_What you should do_
Turn the lines of the material below, from the line containing "Check that every instance of the black sunglasses" through the line containing "[[522, 476]]", inclusive, into a Markdown table with the columns Row and Line. Omit blank lines.

_Extracted data_
═══

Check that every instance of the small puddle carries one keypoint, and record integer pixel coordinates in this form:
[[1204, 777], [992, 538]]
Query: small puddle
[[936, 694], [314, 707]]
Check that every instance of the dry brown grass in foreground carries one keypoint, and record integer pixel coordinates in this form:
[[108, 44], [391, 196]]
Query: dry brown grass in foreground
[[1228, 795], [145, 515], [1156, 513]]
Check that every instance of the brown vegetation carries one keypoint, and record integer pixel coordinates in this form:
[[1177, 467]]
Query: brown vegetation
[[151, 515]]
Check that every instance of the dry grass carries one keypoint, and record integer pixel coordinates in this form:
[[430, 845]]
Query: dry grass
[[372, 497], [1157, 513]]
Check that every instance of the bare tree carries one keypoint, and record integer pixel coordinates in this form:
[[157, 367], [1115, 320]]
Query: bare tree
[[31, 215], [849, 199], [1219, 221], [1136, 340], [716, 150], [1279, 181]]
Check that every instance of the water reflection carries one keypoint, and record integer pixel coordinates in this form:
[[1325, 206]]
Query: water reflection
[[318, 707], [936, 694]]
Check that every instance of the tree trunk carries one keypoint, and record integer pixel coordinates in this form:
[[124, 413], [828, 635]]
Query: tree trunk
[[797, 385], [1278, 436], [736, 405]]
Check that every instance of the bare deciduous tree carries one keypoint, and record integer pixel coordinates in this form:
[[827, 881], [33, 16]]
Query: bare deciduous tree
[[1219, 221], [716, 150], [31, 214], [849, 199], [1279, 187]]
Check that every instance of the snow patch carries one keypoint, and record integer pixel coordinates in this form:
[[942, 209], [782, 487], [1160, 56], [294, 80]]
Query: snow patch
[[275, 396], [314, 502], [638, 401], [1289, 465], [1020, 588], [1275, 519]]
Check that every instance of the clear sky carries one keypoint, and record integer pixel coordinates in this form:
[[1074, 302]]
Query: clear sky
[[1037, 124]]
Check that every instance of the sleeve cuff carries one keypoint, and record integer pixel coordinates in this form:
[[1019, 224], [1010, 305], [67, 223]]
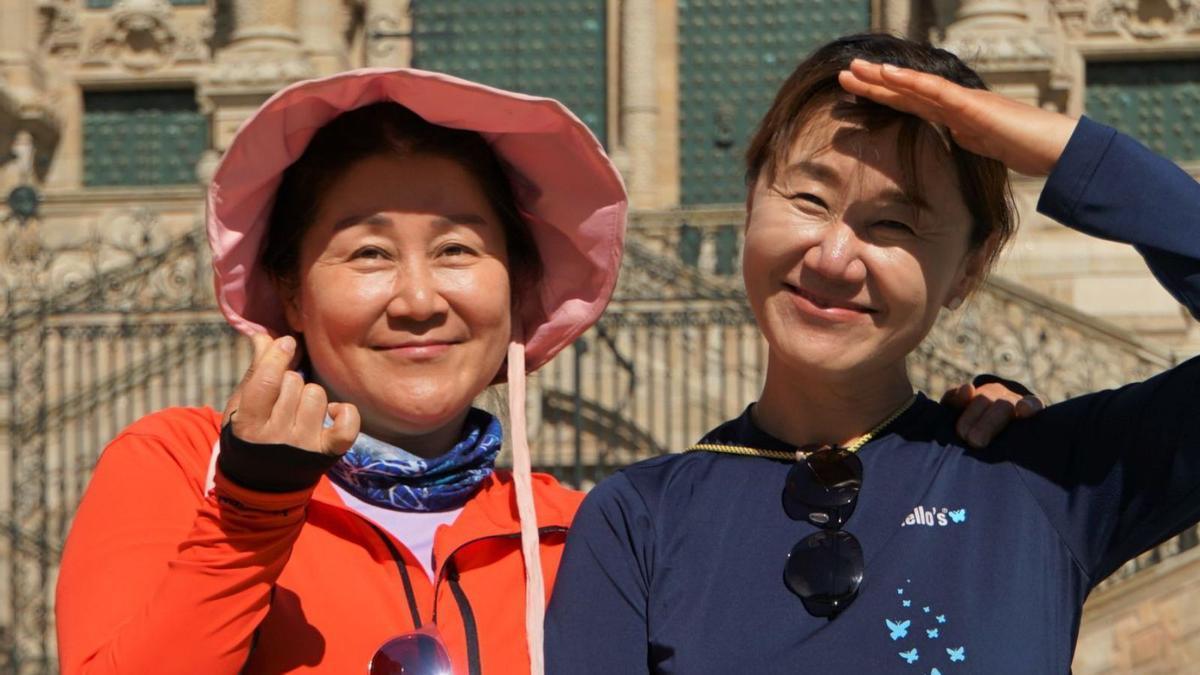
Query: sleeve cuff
[[1068, 180], [1012, 384], [274, 467]]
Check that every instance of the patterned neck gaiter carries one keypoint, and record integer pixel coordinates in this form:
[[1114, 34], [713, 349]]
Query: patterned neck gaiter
[[389, 477]]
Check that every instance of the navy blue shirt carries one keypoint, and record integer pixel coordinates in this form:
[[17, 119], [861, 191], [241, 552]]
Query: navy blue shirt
[[977, 561]]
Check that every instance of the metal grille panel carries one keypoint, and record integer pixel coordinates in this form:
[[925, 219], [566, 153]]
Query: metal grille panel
[[545, 47], [732, 57], [1158, 102], [142, 137]]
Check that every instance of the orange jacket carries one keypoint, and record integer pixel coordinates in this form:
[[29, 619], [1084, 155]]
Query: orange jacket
[[159, 577]]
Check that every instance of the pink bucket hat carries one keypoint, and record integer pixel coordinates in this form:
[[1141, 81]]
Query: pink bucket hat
[[565, 187]]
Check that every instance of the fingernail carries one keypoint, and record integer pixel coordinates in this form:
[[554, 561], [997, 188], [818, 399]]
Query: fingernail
[[287, 344]]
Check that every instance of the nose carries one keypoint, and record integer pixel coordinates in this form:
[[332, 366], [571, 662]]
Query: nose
[[417, 294], [835, 255]]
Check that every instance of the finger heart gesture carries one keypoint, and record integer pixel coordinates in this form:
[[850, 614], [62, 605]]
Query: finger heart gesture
[[273, 405]]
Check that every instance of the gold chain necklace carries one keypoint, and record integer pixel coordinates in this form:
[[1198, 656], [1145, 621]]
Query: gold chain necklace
[[785, 455]]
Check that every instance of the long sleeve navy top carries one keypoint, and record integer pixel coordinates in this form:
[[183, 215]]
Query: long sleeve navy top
[[977, 561]]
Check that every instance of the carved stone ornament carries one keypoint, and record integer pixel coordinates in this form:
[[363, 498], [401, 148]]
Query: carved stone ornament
[[60, 28], [141, 36], [1144, 19], [999, 51]]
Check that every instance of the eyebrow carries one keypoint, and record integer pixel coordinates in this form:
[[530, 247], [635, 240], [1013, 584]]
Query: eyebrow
[[381, 220], [828, 175]]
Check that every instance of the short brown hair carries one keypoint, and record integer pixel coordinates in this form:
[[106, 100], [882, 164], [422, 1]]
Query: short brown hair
[[814, 85], [381, 129]]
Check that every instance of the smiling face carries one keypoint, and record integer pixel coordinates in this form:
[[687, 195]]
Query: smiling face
[[402, 293], [845, 267]]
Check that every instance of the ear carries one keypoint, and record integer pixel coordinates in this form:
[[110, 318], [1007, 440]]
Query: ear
[[972, 273], [289, 296]]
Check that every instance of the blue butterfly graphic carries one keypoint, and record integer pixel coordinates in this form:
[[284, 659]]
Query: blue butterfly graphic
[[899, 628]]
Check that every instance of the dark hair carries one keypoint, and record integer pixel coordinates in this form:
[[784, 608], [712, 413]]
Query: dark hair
[[814, 85], [381, 129]]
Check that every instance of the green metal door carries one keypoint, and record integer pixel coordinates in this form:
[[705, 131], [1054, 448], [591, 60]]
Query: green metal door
[[1157, 102], [143, 137], [545, 47], [732, 57]]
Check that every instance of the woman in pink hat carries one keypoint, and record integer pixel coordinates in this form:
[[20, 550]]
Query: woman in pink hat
[[391, 240], [396, 237]]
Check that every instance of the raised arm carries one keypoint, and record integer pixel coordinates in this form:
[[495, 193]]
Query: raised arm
[[1101, 183], [1116, 471], [160, 575]]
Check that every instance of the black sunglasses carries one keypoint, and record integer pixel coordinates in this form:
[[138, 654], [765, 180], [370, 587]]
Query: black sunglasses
[[825, 568], [420, 652]]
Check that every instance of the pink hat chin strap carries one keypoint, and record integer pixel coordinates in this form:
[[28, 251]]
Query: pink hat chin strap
[[522, 476]]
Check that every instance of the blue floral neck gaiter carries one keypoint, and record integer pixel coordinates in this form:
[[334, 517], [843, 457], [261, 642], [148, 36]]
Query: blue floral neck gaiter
[[390, 477]]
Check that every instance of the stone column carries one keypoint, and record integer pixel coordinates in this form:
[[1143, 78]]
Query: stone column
[[389, 34], [639, 100], [323, 25], [264, 25], [263, 55], [24, 102]]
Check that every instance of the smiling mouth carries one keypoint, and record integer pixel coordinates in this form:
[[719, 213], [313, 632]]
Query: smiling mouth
[[828, 304], [418, 350]]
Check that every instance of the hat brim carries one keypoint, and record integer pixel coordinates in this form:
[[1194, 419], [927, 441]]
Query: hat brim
[[565, 187]]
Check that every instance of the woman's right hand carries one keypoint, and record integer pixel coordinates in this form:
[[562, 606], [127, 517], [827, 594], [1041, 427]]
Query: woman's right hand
[[1027, 139], [273, 405]]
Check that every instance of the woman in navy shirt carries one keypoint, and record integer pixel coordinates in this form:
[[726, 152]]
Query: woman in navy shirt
[[840, 525]]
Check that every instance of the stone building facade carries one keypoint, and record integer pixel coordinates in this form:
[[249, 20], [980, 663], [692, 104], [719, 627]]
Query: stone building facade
[[117, 111]]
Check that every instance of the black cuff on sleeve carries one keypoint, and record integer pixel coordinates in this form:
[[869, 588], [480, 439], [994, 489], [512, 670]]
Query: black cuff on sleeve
[[1014, 386], [274, 467]]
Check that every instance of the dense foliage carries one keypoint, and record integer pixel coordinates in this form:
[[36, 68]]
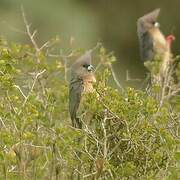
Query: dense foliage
[[126, 134]]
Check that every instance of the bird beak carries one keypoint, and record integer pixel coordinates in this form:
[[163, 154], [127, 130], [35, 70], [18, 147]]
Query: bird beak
[[90, 68], [157, 25]]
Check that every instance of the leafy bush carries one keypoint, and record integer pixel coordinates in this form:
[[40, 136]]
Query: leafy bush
[[126, 134]]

═══

_The completed task_
| Row | Line |
|---|---|
| 1 | Check that every instance of the black sunglasses carries one keypoint, and record integer pixel coordinates in this form: |
| 2 | [[138, 654], [765, 180], [370, 587]] |
| 3 | Query: black sunglasses |
| 4 | [[825, 568], [420, 652]] |
| 5 | Check that every instance of the pink hat chin strap carries one keypoint, and record integer pixel coordinates in this form: |
| 6 | [[28, 251]] |
| 7 | Query: pink hat chin strap |
| 8 | [[522, 476]] |